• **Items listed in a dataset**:
◆ ◆ ◆

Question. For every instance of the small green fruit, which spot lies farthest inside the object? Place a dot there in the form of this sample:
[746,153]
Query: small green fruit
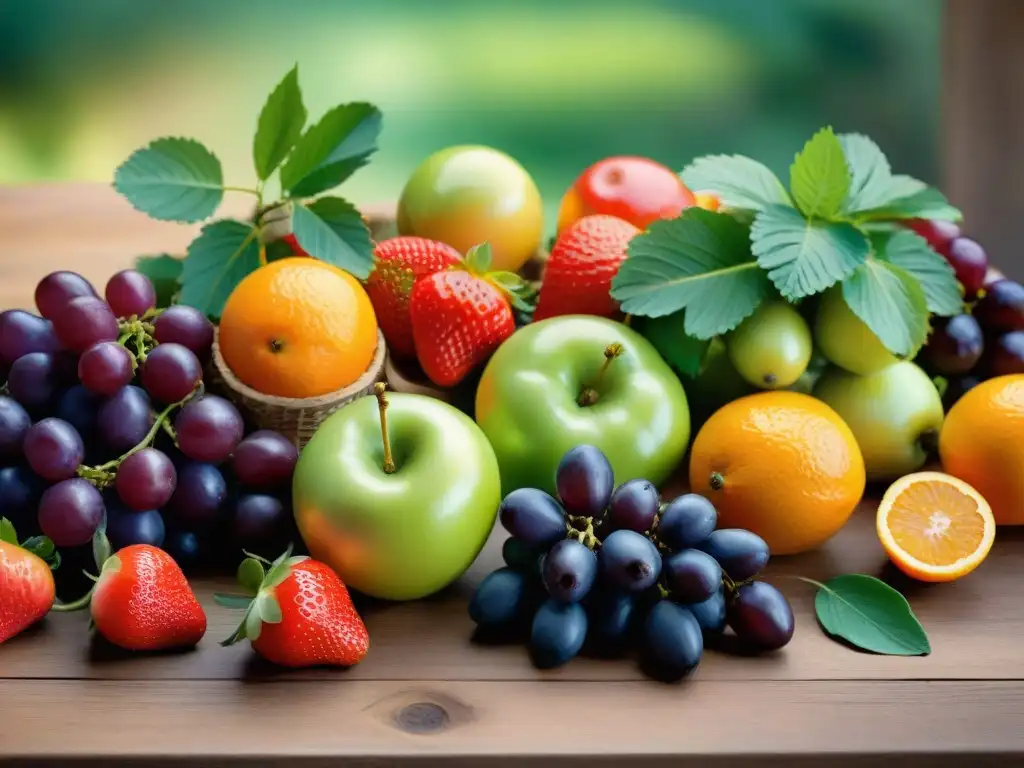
[845,340]
[895,415]
[772,347]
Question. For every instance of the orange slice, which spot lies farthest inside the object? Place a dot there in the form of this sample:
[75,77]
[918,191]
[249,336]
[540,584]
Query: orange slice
[935,526]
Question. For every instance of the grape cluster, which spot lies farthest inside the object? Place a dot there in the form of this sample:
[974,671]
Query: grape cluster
[104,420]
[612,568]
[985,340]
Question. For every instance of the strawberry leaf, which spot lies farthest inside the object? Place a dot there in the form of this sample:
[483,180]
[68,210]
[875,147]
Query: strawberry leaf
[333,230]
[280,125]
[172,179]
[332,150]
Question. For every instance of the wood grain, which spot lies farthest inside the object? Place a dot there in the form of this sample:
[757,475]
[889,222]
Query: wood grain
[815,699]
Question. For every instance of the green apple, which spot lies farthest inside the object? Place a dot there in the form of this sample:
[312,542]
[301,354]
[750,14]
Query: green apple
[402,529]
[465,196]
[772,347]
[572,380]
[845,340]
[895,415]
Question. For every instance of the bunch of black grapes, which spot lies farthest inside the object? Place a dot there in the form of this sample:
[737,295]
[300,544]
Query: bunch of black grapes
[613,569]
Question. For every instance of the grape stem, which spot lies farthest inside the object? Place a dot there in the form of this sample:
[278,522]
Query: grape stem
[379,390]
[590,395]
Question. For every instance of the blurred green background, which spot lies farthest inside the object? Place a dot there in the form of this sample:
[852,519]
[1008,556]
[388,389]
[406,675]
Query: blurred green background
[556,83]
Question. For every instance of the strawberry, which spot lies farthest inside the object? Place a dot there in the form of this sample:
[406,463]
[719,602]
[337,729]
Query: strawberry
[584,261]
[399,263]
[298,613]
[27,589]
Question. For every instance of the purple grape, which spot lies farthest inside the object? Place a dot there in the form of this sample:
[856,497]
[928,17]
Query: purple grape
[185,326]
[208,428]
[634,506]
[53,450]
[129,292]
[171,373]
[264,459]
[70,512]
[124,419]
[145,479]
[104,368]
[23,333]
[14,422]
[84,322]
[761,616]
[199,496]
[585,480]
[56,289]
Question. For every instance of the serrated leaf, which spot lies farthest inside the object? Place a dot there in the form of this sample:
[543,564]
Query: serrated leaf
[668,335]
[333,230]
[869,614]
[173,179]
[805,256]
[332,150]
[819,177]
[164,271]
[280,125]
[699,261]
[218,259]
[933,272]
[891,303]
[738,181]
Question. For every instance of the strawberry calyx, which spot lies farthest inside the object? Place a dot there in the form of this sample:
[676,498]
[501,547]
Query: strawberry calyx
[41,546]
[258,579]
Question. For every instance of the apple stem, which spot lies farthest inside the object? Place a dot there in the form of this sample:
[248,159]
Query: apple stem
[589,395]
[379,390]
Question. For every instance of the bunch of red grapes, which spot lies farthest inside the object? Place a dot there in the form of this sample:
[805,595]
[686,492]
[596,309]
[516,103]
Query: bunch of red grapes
[987,338]
[104,421]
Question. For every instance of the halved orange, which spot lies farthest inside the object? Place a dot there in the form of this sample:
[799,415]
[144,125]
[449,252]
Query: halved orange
[934,526]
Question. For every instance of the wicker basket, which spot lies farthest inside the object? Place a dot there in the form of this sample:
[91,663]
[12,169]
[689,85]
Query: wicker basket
[296,418]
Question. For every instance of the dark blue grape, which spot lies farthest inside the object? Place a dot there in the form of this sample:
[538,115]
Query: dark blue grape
[711,612]
[534,517]
[686,521]
[569,570]
[500,599]
[673,641]
[557,634]
[761,616]
[629,561]
[741,554]
[692,576]
[585,480]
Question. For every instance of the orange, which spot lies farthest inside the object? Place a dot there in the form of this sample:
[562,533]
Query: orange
[934,526]
[982,442]
[781,464]
[298,328]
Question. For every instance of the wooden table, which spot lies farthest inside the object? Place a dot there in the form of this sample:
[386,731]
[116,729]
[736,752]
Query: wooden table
[425,691]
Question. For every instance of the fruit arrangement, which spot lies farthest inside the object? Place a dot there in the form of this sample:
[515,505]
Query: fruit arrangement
[613,567]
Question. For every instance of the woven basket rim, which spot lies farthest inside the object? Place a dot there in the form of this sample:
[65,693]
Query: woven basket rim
[368,379]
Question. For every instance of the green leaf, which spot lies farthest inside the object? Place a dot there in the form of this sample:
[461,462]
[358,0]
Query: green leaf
[872,183]
[804,256]
[333,230]
[819,177]
[911,253]
[173,179]
[739,182]
[668,334]
[280,125]
[891,303]
[699,261]
[164,271]
[869,614]
[218,259]
[333,150]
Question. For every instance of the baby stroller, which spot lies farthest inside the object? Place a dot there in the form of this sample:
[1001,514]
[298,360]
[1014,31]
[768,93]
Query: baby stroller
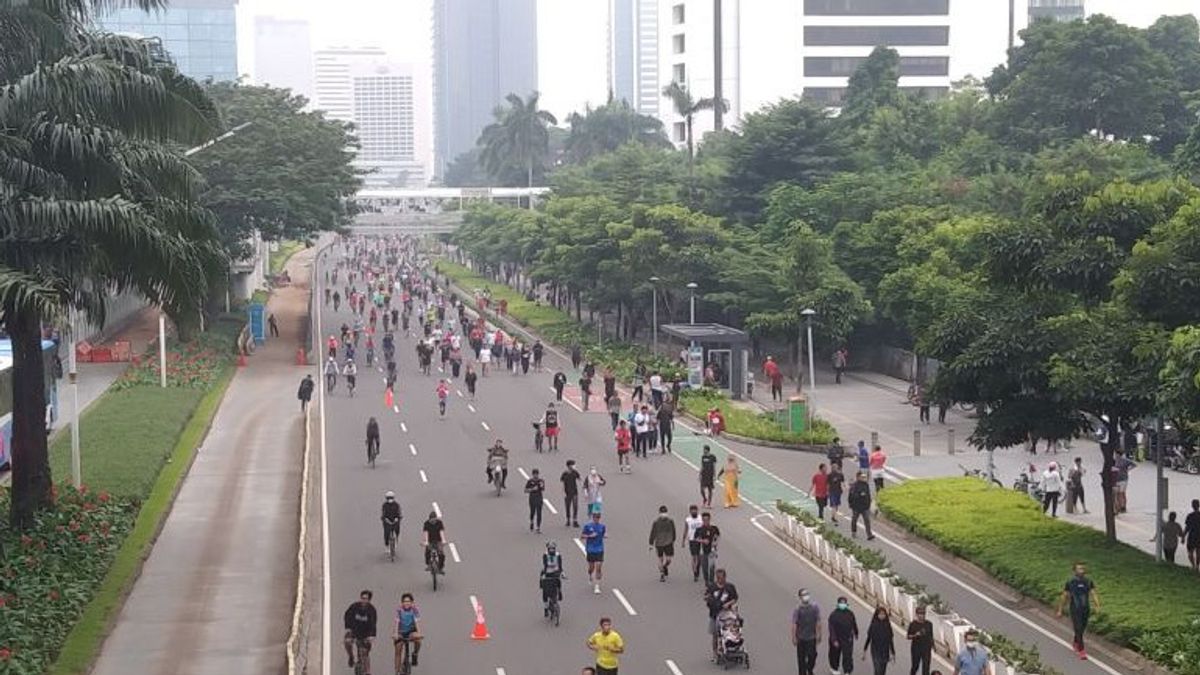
[731,643]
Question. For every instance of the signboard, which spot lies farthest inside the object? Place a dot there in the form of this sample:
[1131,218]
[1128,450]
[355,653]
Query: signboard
[695,366]
[258,323]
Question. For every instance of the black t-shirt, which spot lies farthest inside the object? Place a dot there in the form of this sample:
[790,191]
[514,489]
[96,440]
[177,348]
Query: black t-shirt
[435,529]
[570,479]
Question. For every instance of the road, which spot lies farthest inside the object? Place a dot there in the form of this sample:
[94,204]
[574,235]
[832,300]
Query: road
[430,461]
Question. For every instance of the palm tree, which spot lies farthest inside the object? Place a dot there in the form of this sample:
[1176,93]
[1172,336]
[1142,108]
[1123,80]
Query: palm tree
[520,137]
[91,201]
[687,107]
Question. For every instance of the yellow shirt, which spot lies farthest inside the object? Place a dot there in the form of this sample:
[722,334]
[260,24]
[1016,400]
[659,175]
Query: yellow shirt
[605,645]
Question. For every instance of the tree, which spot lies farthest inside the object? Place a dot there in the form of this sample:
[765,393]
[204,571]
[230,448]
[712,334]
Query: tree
[287,175]
[517,138]
[93,199]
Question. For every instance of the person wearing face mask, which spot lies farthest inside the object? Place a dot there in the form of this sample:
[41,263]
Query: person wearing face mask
[807,633]
[843,633]
[972,659]
[880,641]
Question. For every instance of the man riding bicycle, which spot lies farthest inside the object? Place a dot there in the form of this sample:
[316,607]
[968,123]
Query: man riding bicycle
[360,627]
[390,515]
[498,455]
[551,578]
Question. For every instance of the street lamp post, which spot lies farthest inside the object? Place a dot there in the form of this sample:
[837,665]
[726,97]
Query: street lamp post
[654,312]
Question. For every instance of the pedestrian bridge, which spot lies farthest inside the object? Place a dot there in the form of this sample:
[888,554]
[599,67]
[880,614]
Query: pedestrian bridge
[429,210]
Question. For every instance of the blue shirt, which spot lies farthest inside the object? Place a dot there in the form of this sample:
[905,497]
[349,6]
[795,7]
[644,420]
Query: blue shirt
[594,544]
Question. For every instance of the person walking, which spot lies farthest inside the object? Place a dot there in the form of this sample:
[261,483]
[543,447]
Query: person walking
[607,645]
[730,475]
[807,633]
[1080,593]
[1051,488]
[843,633]
[663,541]
[880,641]
[921,641]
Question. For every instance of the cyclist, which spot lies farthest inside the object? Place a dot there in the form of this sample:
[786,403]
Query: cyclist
[408,628]
[433,538]
[550,420]
[330,374]
[360,626]
[390,515]
[551,579]
[351,371]
[372,437]
[498,453]
[443,392]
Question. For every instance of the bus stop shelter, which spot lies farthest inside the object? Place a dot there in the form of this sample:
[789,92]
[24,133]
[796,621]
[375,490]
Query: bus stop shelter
[713,344]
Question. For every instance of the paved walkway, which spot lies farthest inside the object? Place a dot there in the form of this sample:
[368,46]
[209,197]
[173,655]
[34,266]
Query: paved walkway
[216,593]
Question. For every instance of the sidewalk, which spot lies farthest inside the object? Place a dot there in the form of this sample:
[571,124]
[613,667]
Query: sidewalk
[867,402]
[216,593]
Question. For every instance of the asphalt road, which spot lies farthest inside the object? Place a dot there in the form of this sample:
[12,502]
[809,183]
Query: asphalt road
[496,559]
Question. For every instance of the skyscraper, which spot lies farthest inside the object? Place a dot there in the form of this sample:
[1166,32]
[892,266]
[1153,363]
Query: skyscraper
[634,53]
[283,54]
[483,51]
[199,35]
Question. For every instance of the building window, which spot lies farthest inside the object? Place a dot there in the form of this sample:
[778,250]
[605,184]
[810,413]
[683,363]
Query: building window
[877,35]
[877,7]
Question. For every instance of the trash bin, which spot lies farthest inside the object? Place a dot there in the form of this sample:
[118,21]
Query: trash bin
[797,413]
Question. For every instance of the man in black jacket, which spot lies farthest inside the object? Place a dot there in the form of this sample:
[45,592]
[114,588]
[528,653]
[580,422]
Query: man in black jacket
[859,499]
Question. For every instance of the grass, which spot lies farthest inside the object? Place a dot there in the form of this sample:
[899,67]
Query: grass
[1006,533]
[85,638]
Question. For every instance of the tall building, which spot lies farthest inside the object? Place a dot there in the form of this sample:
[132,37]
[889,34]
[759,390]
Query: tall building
[283,54]
[634,53]
[361,85]
[199,35]
[483,51]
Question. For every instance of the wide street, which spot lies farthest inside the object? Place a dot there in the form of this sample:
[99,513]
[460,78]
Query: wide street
[438,465]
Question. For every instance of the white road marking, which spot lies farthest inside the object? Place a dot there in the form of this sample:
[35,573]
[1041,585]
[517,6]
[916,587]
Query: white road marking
[624,603]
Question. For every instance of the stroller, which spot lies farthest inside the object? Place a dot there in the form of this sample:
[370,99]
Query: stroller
[731,643]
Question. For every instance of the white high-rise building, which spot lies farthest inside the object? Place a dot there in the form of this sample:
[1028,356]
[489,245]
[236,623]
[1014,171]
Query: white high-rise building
[283,54]
[361,85]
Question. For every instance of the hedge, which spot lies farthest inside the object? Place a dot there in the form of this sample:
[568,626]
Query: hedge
[1145,605]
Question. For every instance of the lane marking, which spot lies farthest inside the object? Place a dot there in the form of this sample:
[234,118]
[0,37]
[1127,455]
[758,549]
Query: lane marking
[624,603]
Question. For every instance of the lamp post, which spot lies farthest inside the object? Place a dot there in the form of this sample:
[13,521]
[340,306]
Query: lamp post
[693,287]
[654,312]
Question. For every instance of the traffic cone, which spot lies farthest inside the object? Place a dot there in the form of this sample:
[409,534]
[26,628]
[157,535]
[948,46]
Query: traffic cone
[480,632]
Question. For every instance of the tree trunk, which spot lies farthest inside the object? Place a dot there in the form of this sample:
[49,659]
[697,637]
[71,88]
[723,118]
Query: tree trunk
[29,452]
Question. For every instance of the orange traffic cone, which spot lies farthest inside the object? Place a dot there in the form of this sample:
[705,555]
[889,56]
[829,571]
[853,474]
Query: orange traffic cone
[480,632]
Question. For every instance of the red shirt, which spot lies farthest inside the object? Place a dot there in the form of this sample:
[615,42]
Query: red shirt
[820,485]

◆ ◆ ◆

• **Exercise goal**:
Repeat, without change, each line of the data above from the one that contains "Question. For every instance of the traffic" through the final line, counting both.

• **Response**:
Question. For every instance of the traffic cone, which spot lies farthest inside the object? Place a dot there in the form of this sample:
[409,534]
[26,628]
[157,535]
[948,46]
Query: traffic cone
[480,632]
Question. For every instance of the tree trunk, which spot lies farthest inside the object? Place a dot there in the form of this sample:
[49,659]
[697,637]
[71,88]
[723,118]
Query: tree trunk
[29,452]
Question. For every instance of the orange traffic cone, which spot lies farthest inside the object? Place a dot there in the form of this sample:
[705,555]
[889,56]
[829,571]
[853,474]
Query: orange traffic cone
[480,632]
Question. For every instance of the red shirt, which spot lies farthest inside the object? Place a dot there in the form of this sample:
[615,42]
Query: red shirt
[820,485]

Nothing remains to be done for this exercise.